___ Dados fornecidos ___
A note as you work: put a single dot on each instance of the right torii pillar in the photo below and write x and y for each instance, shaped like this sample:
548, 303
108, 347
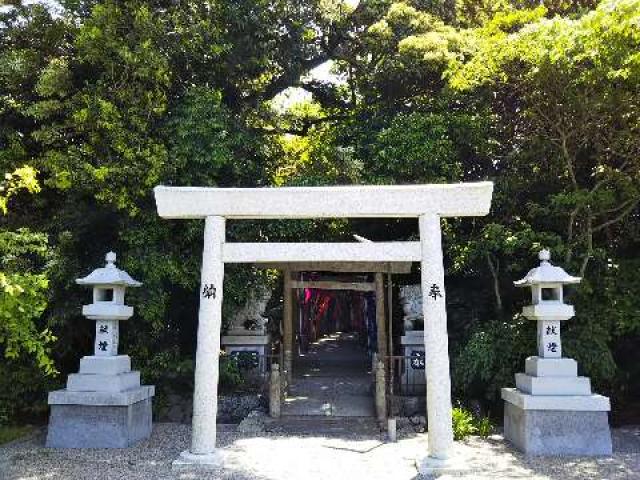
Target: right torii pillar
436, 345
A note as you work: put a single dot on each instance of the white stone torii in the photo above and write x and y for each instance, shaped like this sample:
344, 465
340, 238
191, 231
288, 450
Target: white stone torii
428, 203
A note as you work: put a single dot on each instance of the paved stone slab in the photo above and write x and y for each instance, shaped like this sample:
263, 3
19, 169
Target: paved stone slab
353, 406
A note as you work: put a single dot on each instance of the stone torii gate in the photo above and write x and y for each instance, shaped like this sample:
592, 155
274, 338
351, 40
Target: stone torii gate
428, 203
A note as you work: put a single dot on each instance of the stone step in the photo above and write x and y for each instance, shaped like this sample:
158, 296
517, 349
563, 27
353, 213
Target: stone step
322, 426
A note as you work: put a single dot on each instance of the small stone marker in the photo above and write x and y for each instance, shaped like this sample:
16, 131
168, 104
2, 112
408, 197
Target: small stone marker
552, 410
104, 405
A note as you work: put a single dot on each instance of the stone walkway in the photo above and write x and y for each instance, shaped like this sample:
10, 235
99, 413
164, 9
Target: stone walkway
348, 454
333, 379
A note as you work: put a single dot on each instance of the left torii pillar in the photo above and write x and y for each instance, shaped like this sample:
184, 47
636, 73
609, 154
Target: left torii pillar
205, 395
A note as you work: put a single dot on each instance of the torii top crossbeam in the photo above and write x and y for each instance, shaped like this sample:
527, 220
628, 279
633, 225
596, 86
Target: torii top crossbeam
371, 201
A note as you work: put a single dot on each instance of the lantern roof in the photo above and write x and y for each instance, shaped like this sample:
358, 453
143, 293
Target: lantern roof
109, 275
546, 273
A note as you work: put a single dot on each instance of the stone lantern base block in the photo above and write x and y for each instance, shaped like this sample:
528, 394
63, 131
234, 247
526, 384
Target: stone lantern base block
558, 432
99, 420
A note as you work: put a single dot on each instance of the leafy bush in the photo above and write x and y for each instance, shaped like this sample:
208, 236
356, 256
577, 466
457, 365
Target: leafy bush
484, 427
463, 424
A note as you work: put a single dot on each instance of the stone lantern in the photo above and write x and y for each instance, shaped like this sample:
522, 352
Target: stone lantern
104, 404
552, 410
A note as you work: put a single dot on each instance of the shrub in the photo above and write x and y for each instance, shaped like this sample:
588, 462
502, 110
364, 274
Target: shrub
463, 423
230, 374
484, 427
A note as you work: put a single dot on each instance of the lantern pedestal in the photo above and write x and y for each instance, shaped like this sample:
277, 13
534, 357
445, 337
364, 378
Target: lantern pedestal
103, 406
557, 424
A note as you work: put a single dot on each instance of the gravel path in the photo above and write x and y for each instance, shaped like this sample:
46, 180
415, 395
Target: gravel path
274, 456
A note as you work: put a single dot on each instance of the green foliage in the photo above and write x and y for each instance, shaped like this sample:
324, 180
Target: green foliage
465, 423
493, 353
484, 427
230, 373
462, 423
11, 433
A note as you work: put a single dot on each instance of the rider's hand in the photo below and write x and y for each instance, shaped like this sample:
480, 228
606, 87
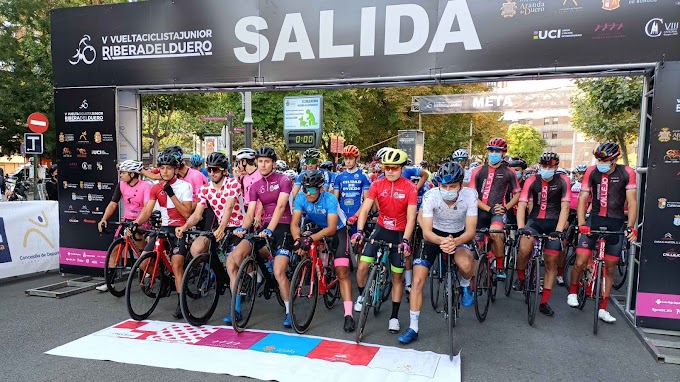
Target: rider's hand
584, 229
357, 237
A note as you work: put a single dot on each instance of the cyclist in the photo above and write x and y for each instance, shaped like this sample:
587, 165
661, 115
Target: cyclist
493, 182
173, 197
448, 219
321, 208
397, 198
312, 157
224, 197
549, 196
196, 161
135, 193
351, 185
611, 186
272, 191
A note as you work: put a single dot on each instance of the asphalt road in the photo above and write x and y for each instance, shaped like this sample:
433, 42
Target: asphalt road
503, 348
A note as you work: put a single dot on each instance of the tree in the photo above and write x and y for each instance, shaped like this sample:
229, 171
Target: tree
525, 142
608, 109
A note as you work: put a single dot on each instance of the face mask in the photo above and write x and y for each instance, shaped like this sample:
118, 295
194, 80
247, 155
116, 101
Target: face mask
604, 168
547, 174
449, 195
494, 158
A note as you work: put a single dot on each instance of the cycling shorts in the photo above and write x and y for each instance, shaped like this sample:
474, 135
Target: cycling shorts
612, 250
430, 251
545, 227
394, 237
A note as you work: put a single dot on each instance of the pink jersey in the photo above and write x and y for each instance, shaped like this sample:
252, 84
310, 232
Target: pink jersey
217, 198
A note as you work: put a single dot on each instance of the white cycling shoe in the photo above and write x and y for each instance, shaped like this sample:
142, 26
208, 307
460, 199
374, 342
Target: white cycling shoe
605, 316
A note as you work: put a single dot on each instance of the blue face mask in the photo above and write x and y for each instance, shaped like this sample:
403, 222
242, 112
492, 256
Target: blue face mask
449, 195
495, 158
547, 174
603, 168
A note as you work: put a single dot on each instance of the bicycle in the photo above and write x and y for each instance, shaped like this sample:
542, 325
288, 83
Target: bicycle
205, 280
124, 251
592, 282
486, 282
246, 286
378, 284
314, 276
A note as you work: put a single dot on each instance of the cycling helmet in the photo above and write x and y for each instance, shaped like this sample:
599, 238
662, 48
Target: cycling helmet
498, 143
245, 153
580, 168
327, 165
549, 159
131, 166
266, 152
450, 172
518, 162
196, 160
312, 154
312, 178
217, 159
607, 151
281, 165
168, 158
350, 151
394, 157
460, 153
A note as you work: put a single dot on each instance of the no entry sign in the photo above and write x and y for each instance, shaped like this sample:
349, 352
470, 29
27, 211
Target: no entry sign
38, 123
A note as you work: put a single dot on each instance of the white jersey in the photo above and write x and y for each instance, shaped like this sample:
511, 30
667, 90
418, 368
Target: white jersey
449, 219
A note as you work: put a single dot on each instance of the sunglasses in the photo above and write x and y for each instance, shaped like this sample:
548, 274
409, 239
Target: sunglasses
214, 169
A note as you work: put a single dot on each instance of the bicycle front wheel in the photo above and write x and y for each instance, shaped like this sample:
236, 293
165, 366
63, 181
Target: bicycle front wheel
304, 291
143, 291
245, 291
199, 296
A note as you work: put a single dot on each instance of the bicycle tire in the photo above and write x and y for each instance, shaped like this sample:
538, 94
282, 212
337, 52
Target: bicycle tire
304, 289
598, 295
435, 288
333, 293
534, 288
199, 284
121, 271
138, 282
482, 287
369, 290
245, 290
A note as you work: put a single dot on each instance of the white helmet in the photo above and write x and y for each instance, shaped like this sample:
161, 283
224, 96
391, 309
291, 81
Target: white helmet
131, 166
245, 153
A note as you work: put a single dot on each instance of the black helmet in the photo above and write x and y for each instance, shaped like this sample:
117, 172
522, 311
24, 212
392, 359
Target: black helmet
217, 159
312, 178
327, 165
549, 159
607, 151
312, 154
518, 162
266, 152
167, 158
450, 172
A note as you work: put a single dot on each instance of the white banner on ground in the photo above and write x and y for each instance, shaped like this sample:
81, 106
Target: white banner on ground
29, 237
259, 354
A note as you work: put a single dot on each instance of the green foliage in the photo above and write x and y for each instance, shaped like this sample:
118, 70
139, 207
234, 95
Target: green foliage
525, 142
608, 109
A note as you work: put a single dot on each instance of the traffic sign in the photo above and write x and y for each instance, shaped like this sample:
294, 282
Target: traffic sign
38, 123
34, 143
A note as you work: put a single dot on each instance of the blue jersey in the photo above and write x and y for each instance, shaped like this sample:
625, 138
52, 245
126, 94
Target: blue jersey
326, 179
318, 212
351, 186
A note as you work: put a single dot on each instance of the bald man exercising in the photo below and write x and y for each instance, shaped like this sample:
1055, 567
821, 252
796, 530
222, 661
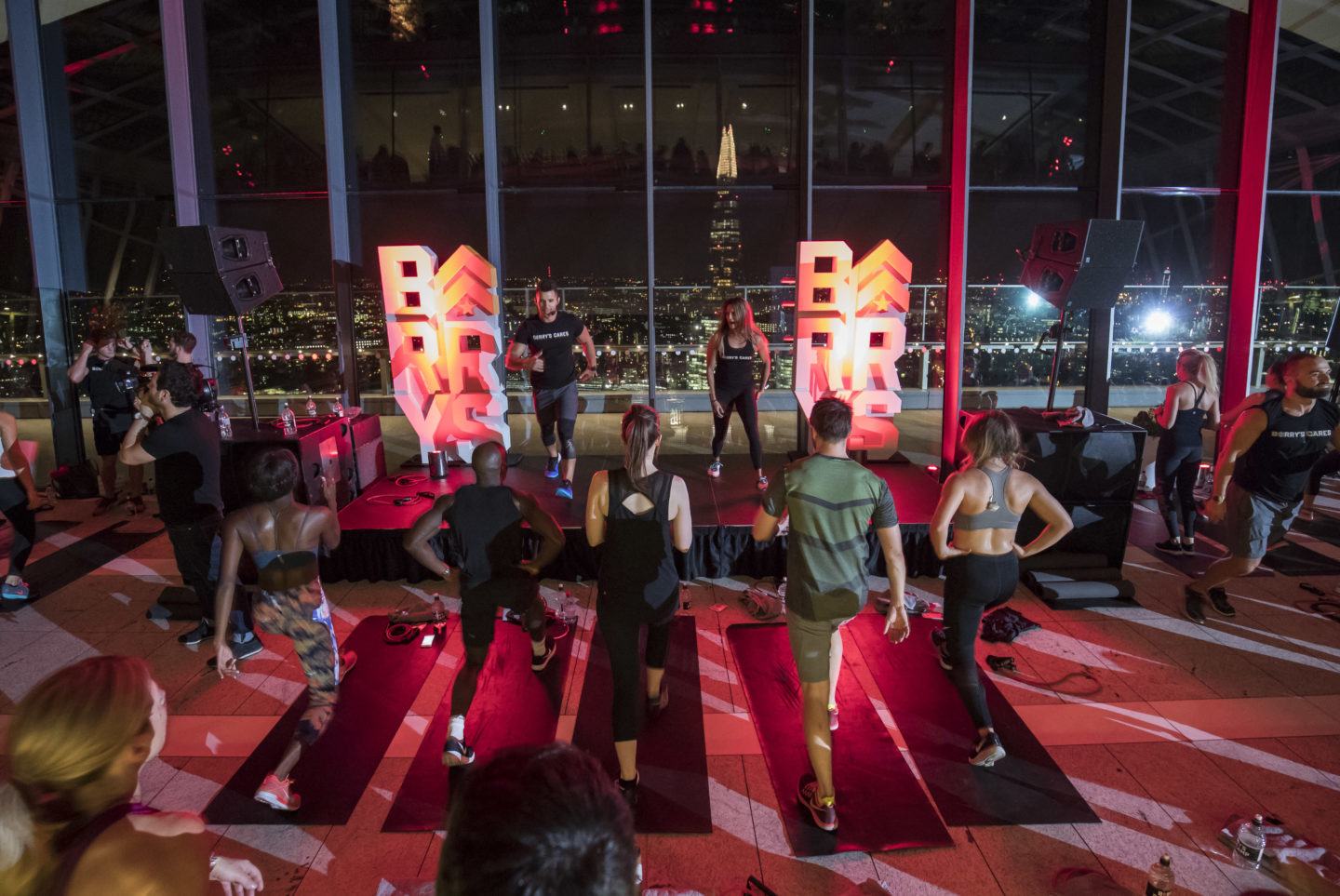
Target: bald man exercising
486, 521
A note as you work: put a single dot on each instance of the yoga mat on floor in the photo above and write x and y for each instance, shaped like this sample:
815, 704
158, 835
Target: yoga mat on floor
___
◆ **Seu objetivo**
Você pode transcrever fielmente as linhas dos itens acima, da linha que contém "of the yoga" até o final dos itens, com as duas extremidades incluídas?

◆ **Resultado**
A note as you work: put a single dot on each instance of the yoga mat on floor in the photo above and write x and y for each instance, shaped like this sample:
815, 704
158, 835
Target: yoga mat on floor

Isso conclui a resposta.